• Stored data:
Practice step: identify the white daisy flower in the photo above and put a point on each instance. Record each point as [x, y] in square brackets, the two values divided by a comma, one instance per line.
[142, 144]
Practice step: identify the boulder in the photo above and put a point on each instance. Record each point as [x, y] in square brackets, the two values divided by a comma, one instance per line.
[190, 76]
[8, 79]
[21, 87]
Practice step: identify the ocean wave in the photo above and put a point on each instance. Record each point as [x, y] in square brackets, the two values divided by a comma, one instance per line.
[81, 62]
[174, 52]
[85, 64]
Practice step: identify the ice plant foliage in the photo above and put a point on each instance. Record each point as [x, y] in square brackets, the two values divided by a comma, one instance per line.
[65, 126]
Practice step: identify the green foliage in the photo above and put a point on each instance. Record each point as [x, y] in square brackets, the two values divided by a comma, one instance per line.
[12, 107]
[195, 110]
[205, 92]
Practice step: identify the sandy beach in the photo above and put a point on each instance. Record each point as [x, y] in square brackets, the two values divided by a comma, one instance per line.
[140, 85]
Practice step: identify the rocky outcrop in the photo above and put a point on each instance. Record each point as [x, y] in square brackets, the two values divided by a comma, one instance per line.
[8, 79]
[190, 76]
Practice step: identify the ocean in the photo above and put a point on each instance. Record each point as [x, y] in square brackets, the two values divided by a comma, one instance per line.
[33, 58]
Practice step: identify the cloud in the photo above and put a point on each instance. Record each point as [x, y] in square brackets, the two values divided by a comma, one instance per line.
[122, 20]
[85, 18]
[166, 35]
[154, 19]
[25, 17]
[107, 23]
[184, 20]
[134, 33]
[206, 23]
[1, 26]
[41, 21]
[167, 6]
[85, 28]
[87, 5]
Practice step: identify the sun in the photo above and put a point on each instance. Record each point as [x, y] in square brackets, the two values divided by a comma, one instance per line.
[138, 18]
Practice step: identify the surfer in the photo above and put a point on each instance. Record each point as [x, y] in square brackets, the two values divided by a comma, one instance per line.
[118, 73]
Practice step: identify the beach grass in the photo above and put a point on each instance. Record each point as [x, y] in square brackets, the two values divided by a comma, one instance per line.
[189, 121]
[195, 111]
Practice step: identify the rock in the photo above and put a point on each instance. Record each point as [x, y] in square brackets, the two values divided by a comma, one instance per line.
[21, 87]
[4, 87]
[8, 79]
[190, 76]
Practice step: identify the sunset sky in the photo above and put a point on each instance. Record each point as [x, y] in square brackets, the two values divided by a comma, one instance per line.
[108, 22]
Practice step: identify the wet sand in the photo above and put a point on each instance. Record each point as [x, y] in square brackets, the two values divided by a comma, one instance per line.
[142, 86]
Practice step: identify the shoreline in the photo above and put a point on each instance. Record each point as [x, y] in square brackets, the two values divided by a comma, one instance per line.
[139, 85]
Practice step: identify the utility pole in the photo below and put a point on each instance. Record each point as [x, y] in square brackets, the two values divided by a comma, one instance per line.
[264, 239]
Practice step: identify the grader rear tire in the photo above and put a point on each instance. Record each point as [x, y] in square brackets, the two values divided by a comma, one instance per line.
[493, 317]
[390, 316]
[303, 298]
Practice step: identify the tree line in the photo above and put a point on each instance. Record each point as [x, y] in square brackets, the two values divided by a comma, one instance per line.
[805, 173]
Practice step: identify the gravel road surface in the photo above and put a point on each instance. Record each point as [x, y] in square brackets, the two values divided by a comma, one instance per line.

• Your objective: In the records above, find the line containing "Practice step: identify the tree" and print it and every later line exactly, through the last one.

• Finished task:
Practice step: identify the tree line in the photo above and put a point on each instance. Record each point as [x, y] in square brackets, the two values divided by a comma, one instance per line.
[805, 173]
Practice step: identify the gravel road surface in the photo above and put a point on each instance. Record each point as [x, y] in square brackets, the two values divided by a comma, one instance per line.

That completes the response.